-- Start Data for this task --

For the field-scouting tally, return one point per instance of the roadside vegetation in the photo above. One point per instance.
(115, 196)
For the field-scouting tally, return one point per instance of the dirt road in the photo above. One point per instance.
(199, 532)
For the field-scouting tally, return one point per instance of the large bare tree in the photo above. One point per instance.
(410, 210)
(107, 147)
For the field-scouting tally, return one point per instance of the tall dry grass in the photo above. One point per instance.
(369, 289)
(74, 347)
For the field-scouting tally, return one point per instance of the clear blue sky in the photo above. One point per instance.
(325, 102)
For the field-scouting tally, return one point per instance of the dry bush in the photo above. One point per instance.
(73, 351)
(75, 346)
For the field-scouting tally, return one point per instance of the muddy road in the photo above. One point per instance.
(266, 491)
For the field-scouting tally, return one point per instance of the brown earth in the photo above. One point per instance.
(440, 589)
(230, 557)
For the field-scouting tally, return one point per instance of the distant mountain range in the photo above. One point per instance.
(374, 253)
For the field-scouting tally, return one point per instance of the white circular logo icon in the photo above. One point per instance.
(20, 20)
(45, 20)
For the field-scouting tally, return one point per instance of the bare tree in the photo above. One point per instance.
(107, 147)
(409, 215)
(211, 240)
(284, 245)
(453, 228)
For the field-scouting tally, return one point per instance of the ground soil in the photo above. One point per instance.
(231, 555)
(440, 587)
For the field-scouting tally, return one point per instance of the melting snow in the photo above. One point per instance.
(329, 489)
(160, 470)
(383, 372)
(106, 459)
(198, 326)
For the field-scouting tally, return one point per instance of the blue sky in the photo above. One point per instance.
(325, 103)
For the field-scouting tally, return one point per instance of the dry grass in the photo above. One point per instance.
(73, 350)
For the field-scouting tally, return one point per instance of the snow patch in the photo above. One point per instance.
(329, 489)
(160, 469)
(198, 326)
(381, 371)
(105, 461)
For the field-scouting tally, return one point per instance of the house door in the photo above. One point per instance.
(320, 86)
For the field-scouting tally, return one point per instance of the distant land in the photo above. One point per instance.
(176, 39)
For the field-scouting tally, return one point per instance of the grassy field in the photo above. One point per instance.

-- End Data for this task --

Request: Output all of the items above, unchanged and in the same order.

Exercise output:
For the field-scouting tally, return one point per instance of the roadside vegetation in the photo above. One point per instance.
(115, 196)
For the field-scouting tally, return one point per instance of the dirt road in the photo above. One point per instance.
(199, 532)
For the field-scouting tally, return one point per instance of the large bare tree in the photo above. One point per instance.
(410, 210)
(107, 147)
For the field-scouting tally, return one point per instance of the tall dry grass in the photo above. One point per instance.
(369, 289)
(74, 347)
For the field-scouting tally, return one point per instance of the clear blue sky in the photo above. One point per instance.
(325, 102)
For the field-scouting tally, return one point per instance of the dry bush in the photo above. One point per instance.
(73, 351)
(75, 346)
For the field-scouting tally, return one point per instance of the muddy road in the photo above. One point per instance.
(266, 491)
For the field-scouting tally, return one point per instance of the brown earth in the photo above. One point per instance.
(440, 589)
(230, 557)
For the field-scouting tally, return one point per instance of the distant mountain range in the photo above. One point per instance.
(374, 253)
For the field-scouting tally, return one point per instance of the white circular logo icon in the photo above. One point per instance.
(20, 20)
(45, 20)
For the field-scouting tally, return one point per instance of the bare tree in the photo above. One point per instance.
(107, 147)
(409, 215)
(211, 240)
(284, 245)
(453, 228)
For the field-scouting tally, return one point per instance of the ground soil in the photo above. One point per instance.
(231, 555)
(440, 587)
For the field-scouting tally, return one point per instance of the melting snow in the photo above. One point per instance.
(329, 489)
(160, 470)
(383, 372)
(106, 459)
(198, 326)
For the field-scouting tally, return one point per instance of the blue sky in the photo above. One point per instance.
(325, 103)
For the field-scouting tally, return one point per instance of the dry grass in the photo above. One point per instance.
(73, 350)
For the field-scouting tally, return one point per instance of the snow patch in the photo above. One point per instance.
(329, 489)
(160, 469)
(198, 326)
(381, 371)
(105, 461)
For the field-scouting tally, return one point per instance of the house door in the photo above. One point per instance.
(320, 86)
For the field-scouting tally, return one point per instance of the distant land in the photo above. One point per instance.
(176, 39)
For the field-scouting tally, return one point per instance of the grassy field in the photo above. One point per instance.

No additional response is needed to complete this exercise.